--- Work to be completed ---
Where a picture appears in the data below, exclude it; restate everything else word for word.

--- The input ---

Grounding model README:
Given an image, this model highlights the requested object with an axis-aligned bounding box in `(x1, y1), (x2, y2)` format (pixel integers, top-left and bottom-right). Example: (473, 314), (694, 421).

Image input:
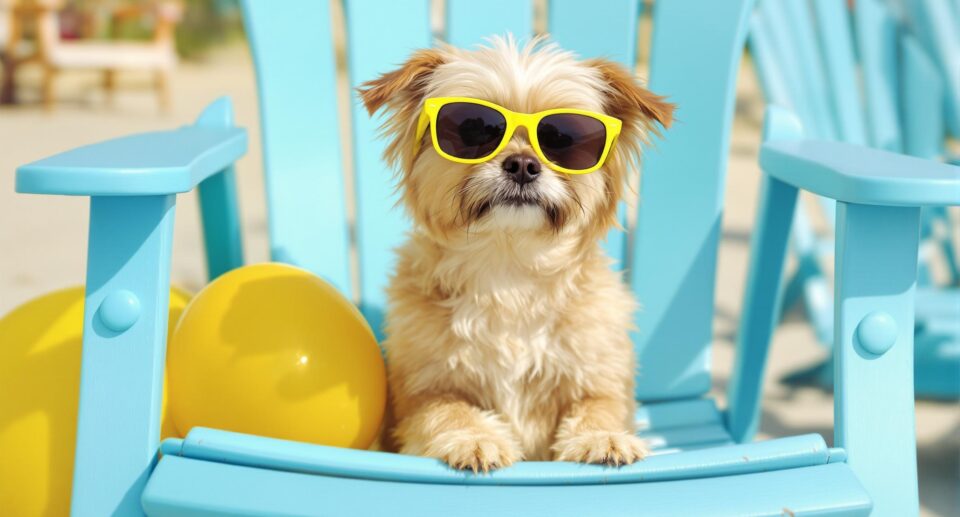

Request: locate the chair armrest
(760, 139), (960, 207)
(16, 125), (247, 196)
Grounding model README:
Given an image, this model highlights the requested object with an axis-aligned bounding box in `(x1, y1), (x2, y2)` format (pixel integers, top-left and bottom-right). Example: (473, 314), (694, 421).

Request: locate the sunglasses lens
(537, 113), (607, 171)
(435, 102), (507, 160)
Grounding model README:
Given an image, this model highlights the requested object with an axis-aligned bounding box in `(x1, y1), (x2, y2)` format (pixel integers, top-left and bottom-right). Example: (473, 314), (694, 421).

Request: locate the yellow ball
(0, 286), (189, 517)
(167, 263), (386, 450)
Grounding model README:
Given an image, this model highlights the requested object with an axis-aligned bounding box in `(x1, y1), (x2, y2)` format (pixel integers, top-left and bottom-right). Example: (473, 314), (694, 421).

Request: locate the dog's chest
(445, 280), (580, 429)
(447, 282), (567, 381)
(447, 291), (572, 458)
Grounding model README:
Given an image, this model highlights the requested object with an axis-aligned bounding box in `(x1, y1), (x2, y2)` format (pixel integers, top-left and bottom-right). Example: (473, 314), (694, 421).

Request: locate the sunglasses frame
(415, 97), (622, 175)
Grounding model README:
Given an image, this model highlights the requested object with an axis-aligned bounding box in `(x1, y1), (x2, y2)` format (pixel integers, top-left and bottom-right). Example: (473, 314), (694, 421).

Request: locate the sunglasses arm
(413, 109), (431, 156)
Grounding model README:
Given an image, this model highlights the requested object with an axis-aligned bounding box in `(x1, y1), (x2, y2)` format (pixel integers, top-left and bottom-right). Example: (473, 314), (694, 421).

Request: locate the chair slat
(242, 0), (351, 294)
(446, 0), (533, 47)
(811, 0), (869, 146)
(781, 0), (837, 140)
(547, 0), (639, 67)
(910, 0), (960, 137)
(756, 1), (813, 132)
(630, 0), (754, 401)
(548, 0), (642, 268)
(856, 0), (903, 152)
(748, 13), (792, 108)
(345, 0), (432, 337)
(899, 35), (945, 160)
(165, 426), (832, 487)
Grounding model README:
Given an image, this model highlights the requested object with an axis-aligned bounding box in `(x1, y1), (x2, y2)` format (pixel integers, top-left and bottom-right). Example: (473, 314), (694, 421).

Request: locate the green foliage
(175, 0), (245, 59)
(69, 0), (245, 59)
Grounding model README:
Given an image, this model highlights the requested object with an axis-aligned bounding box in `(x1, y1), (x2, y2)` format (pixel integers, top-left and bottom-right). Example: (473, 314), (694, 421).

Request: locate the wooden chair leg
(155, 69), (172, 113)
(0, 55), (16, 105)
(41, 66), (56, 111)
(103, 69), (116, 105)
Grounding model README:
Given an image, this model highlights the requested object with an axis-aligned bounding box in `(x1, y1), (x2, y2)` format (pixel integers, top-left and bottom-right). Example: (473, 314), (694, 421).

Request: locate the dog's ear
(582, 59), (674, 240)
(357, 49), (446, 172)
(586, 58), (674, 140)
(358, 49), (446, 116)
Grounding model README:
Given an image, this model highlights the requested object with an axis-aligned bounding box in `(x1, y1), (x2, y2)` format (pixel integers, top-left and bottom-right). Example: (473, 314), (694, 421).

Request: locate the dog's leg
(551, 397), (648, 465)
(394, 394), (522, 472)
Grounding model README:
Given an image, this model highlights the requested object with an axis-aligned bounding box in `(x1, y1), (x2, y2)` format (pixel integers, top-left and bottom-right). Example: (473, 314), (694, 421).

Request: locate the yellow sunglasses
(415, 97), (622, 175)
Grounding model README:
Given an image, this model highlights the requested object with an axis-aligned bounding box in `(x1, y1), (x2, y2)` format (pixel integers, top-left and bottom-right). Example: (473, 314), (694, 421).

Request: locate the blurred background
(0, 1), (956, 515)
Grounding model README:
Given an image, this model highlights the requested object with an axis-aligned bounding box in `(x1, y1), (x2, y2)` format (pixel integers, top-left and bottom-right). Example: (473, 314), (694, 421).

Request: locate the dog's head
(359, 37), (673, 244)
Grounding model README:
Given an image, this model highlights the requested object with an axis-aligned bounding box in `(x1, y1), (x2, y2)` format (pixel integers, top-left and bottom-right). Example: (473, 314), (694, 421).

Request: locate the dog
(358, 36), (673, 472)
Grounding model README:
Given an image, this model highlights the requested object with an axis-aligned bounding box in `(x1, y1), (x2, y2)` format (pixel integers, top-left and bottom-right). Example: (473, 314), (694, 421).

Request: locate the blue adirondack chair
(13, 0), (958, 515)
(896, 0), (960, 142)
(747, 0), (960, 399)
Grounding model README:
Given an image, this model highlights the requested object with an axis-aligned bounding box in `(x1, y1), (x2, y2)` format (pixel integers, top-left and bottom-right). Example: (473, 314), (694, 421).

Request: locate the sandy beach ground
(0, 44), (956, 515)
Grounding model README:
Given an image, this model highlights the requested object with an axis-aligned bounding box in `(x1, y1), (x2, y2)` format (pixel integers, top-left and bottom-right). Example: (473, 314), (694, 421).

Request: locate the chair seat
(142, 398), (871, 516)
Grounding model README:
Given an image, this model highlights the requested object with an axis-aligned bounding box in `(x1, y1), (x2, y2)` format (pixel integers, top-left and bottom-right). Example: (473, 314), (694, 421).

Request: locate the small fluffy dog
(359, 37), (673, 472)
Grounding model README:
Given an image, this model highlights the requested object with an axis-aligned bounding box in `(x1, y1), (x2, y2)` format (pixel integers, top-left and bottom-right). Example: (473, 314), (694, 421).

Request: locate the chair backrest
(240, 0), (754, 402)
(899, 0), (960, 138)
(749, 0), (947, 159)
(750, 0), (957, 289)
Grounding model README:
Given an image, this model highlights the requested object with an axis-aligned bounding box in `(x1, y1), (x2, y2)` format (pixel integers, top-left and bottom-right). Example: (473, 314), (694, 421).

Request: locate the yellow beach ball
(167, 263), (385, 450)
(0, 286), (189, 517)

--- Exercise answer ---
Grounding model README:
Given an image, this model highlights the requested object with an axis-aligned bounding box in `(x1, y1), (x2, y2)` format (pixel integers, top-left and bottom-right). Example: (473, 314), (694, 421).

Image input:

Request: locate the chair armrest
(760, 139), (960, 207)
(16, 125), (247, 196)
Grounding model README:
Given an image, this model highlights the requested object with an axis-aligned bounding box in `(x1, y1), (x2, y2)` format (pixel integers, top-left and bottom-right). Example: (473, 314), (694, 421).

Request: locate the sunglasses lens
(537, 113), (607, 171)
(435, 102), (507, 160)
Grounding model README:
Given an image, this model highlights the requested object with an axis-aligned bounding box in `(x1, y1), (x2, y2)` format (pixel integers, top-left and bottom-right). Example: (473, 314), (694, 421).

Request: locate the yellow ball
(0, 286), (189, 517)
(167, 263), (386, 450)
Grounding model README:
Given an image, this model highlights the requested object with an axis-aligned bounding box in `(x1, y1), (x2, y2)` format (pixel integers, top-left and bottom-right). Example: (473, 314), (694, 421).

Request: locate the dog's chest
(445, 280), (580, 429)
(447, 282), (567, 381)
(447, 291), (572, 458)
Grounding model README:
Given an image, this model highlights the requested object with an axis-aligned bounding box in `(x1, y1), (x2, y2)` format (pixel integers, top-left and bottom-right). Example: (473, 314), (694, 421).

Request: locate the sunglasses frame
(415, 97), (622, 175)
Grounding model README:
Given an image, this model highlights the requested object with an axis-aligned bounding box in `(x1, y1), (x2, y2)` format (pixel integers, top-left and bottom-right). Example: (473, 314), (694, 421).

Request: locate the sunglasses arm
(413, 109), (431, 156)
Grounding model README:
Given an image, this model highlights the requested object with an axis-aligned bounding box in `(x1, y1), (x2, y2)` format (pixel integers, top-left and bottom-right). Example: (473, 314), (694, 421).

Request: locate the chair slat
(242, 0), (351, 294)
(446, 0), (533, 47)
(811, 0), (869, 146)
(781, 0), (837, 140)
(547, 0), (639, 67)
(910, 0), (960, 137)
(756, 1), (813, 132)
(630, 0), (754, 401)
(548, 0), (642, 268)
(856, 0), (903, 152)
(748, 13), (792, 108)
(345, 0), (432, 337)
(899, 35), (945, 160)
(165, 426), (832, 487)
Grounding model README:
Given an image, this model highlights the requested object with an axis-aligned bounding box in `(x1, y1), (x2, y2)` format (pixel integers, top-left and bottom-right). Example: (473, 314), (694, 421).

Request: locate the green foliage
(175, 0), (245, 59)
(69, 0), (245, 59)
Grounding model README:
Given an image, this model highlights the requested object with an axis-aligned bounding box in `(x1, y1), (x2, y2)` format (pixel integers, top-left and bottom-right). Example: (473, 314), (694, 421).

Request: locate the wooden chair leg
(155, 69), (172, 113)
(0, 55), (16, 105)
(41, 66), (56, 111)
(103, 69), (116, 105)
Grounding model README:
Given an image, this model highlights the requested object with an axis-aligned bounding box in `(x1, y1), (x2, y2)` format (pixel integers, top-left and bottom-right). Example: (473, 314), (694, 421).

Request: locate the dog's ear
(582, 59), (674, 240)
(357, 49), (446, 172)
(586, 58), (674, 140)
(358, 49), (446, 116)
Grounding model README:
Given an image, this model highlights the requested object with an axis-aligned bounding box in `(x1, y1), (x2, y2)` format (pixel integers, top-left and bottom-right). Example: (473, 314), (694, 421).

Request: locate the dog's leg
(551, 397), (648, 465)
(394, 394), (522, 472)
Grounding model README:
Given an image, this model highlights the requested object with an axis-aligned bounding box in `(x1, y1), (x2, y2)` format (pixel integers, top-left and bottom-right). Example: (473, 314), (694, 421).

Request: locate the yellow sunglasses
(415, 97), (622, 175)
Grounding model README:
Given an image, this model highlights the requested object with an axis-aligned bounding box in `(x1, y1), (x2, y2)` format (pixel integers, top-left and bottom-right). Example: (473, 314), (694, 421).

Request: locate the blurred background
(0, 1), (956, 515)
Grounding model README:
Given an image, this model highlights the requested object with an axis-aligned bounding box in `(x1, y1), (x2, y2)` format (pixel integers, top-left and bottom-right). Example: (473, 314), (694, 421).

Request: locate the dog's head
(359, 37), (673, 244)
Grounding model README:
Given an image, this model highlights the requested object with an axis-aligned bounding box in `(x1, y1), (x2, y2)` format (pixel integers, top-left and bottom-right). Example: (473, 314), (694, 421).

Request: locate the dog
(358, 36), (673, 472)
Grounding model README:
Given an image, this model highlights the requested object with an axis-aligned bounding box in `(x1, y1), (x2, y2)` format (pixel integers, top-left and bottom-right). Example: (473, 314), (694, 421).

Request: locate the blue adirondack chair
(13, 0), (958, 515)
(896, 0), (960, 142)
(747, 0), (960, 399)
Grounding model README:
Given an image, this model highlights the requested object with an axis-aligned bounding box in `(x1, y1), (x2, y2)` format (pixel integers, top-left and bottom-right). Example: (473, 314), (694, 421).

Request: locate the sandy beach ground
(0, 44), (956, 515)
Grounding model README:
Given an image, this model highlights the requested object with an axis-aligned bounding box in `(x1, y1), (x2, y2)` format (pixel integers, top-left and bottom-right). Example: (473, 314), (694, 421).

Request: locate the chair seat
(142, 398), (871, 516)
Grounding model README:
Given an image, this model highlights the requested object with an axis-aligned bounding box in `(x1, y1), (x2, y2)` format (pixel integers, top-left and bottom-right). Example: (473, 314), (694, 421).

Request: locate the small fluffy dog
(359, 37), (673, 472)
Grounding model README:
Given an image, this model highlights the requested object with an axis-aligned bounding box in `(x1, y1), (x2, y2)` format (pixel integers, top-left and bottom-right). Example: (473, 314), (694, 421).

Request: locate the chair backrest
(240, 0), (754, 402)
(899, 0), (960, 138)
(749, 0), (947, 159)
(750, 0), (957, 289)
Grounding model README:
Given an image, this model highlights the requested object with an axis-aligned bounding box in `(x1, y1), (x2, y2)` format (pixel integers, top-left and bottom-right). Example: (473, 314), (694, 421).

Request: locate the yellow beach ball
(167, 263), (385, 450)
(0, 286), (189, 517)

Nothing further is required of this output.